───── Excerpted data ─────

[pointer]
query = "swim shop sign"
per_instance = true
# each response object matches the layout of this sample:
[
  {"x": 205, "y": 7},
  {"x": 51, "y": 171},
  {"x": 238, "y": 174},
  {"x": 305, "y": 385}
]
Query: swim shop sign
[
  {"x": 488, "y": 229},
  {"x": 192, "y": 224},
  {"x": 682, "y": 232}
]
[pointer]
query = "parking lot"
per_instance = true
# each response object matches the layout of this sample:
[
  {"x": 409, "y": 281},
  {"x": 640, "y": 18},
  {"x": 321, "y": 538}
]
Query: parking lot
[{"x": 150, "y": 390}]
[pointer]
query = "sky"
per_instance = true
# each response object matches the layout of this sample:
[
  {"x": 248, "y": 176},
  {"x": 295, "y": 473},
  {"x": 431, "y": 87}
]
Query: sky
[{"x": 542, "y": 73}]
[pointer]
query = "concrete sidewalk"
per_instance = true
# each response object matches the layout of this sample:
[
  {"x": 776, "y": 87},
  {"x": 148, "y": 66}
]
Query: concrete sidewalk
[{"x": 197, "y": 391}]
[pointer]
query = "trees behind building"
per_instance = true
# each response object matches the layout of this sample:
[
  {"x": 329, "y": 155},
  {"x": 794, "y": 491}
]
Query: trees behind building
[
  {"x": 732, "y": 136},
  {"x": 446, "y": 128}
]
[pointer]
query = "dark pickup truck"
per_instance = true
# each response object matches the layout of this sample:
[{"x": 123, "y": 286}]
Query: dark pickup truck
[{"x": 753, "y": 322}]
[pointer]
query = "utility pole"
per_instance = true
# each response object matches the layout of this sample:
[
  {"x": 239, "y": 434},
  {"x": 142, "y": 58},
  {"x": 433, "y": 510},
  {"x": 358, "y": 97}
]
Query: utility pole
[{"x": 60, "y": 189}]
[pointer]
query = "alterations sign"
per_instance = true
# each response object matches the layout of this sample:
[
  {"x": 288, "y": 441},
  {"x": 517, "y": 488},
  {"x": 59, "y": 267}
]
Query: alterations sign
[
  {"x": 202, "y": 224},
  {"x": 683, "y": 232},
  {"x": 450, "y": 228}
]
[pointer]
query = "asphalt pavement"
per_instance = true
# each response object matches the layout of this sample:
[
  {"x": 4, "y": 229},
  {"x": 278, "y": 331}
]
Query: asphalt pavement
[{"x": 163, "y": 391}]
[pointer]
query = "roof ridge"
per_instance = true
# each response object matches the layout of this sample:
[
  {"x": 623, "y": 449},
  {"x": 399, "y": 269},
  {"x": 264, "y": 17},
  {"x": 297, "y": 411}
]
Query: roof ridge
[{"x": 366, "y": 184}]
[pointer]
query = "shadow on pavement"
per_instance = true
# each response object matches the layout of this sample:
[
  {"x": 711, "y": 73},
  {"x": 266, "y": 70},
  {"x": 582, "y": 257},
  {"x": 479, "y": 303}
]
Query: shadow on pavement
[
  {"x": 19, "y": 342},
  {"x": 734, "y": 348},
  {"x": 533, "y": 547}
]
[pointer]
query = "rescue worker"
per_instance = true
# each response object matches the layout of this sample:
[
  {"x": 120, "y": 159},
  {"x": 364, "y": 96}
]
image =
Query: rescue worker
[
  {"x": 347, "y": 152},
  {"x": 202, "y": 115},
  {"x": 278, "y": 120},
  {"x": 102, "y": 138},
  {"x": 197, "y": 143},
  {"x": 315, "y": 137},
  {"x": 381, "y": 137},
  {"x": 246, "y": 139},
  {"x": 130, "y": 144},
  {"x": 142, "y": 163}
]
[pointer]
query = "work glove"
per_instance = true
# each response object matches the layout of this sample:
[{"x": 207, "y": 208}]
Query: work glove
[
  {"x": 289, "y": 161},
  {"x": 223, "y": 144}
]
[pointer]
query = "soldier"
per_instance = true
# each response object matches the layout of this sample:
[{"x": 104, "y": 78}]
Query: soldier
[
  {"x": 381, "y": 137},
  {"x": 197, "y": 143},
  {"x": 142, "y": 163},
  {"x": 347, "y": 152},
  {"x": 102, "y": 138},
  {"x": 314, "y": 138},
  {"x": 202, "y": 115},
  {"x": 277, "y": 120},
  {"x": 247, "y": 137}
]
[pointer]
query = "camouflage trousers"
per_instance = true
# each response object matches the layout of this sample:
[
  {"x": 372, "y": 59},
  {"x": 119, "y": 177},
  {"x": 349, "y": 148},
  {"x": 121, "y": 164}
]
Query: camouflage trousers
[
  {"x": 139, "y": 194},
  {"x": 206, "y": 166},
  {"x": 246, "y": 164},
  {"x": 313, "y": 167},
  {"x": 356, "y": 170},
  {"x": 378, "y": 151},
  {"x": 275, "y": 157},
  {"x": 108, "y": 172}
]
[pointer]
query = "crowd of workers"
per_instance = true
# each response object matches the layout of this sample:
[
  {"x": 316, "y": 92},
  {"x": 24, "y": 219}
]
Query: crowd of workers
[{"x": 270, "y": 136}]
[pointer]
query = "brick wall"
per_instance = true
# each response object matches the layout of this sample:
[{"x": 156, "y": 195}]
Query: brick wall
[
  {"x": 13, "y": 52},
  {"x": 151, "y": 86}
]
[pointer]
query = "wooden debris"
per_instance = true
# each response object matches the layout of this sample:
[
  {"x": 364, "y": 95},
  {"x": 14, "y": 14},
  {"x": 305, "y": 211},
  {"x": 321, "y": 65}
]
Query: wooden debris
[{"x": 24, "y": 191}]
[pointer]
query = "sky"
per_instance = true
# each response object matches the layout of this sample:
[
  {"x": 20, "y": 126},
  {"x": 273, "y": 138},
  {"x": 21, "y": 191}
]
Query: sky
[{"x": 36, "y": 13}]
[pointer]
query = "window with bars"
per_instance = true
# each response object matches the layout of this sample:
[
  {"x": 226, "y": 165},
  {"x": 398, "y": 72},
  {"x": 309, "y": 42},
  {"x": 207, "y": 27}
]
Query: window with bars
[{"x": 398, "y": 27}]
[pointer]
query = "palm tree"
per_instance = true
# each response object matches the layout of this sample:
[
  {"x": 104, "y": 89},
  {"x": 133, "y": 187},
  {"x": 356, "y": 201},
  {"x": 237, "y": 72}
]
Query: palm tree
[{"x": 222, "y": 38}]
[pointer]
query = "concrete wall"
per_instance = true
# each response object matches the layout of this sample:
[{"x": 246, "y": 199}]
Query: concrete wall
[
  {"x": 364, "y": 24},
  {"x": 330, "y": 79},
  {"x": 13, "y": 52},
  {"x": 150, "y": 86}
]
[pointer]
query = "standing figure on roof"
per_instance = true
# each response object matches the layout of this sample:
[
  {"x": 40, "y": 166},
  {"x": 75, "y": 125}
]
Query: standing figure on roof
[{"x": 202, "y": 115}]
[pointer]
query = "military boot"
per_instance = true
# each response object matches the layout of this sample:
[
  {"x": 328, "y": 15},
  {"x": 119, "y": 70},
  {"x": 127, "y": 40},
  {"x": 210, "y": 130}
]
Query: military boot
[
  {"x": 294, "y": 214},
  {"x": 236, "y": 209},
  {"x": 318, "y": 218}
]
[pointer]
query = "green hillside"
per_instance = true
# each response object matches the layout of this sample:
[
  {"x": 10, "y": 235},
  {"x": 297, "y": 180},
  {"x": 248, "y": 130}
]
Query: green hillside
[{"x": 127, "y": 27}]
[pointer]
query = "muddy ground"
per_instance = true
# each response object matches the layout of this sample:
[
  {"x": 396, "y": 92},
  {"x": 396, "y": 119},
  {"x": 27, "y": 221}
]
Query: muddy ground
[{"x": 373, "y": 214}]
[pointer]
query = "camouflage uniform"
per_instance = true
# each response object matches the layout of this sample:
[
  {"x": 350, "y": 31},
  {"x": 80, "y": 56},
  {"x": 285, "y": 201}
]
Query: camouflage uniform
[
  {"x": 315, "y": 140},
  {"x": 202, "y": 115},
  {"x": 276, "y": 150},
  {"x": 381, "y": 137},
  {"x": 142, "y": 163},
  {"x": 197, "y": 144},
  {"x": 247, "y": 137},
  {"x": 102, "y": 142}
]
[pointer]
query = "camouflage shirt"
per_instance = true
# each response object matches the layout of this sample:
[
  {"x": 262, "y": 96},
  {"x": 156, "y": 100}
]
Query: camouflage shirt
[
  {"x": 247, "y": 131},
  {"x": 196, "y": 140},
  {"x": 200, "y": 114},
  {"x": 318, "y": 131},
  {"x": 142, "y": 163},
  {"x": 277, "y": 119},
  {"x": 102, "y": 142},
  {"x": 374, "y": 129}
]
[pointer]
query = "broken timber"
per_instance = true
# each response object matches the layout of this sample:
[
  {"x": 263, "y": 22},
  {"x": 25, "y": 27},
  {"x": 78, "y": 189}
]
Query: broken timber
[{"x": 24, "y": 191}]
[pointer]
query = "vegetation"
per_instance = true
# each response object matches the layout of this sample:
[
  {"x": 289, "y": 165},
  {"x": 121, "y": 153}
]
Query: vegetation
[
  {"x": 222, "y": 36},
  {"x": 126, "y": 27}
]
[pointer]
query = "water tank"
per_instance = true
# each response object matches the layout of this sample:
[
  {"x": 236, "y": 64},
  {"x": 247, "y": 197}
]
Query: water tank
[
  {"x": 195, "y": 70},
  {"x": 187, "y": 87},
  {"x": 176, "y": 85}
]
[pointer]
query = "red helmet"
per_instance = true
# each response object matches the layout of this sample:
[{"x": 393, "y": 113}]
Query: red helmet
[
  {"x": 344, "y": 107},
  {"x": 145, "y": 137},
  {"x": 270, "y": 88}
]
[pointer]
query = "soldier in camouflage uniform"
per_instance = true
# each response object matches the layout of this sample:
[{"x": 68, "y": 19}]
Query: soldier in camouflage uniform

─────

Your task => Pick out every line in the records that contains the word "standing" and copy each of those lines.

Written answer =>
query = "standing figure on roof"
Query: standing figure on roof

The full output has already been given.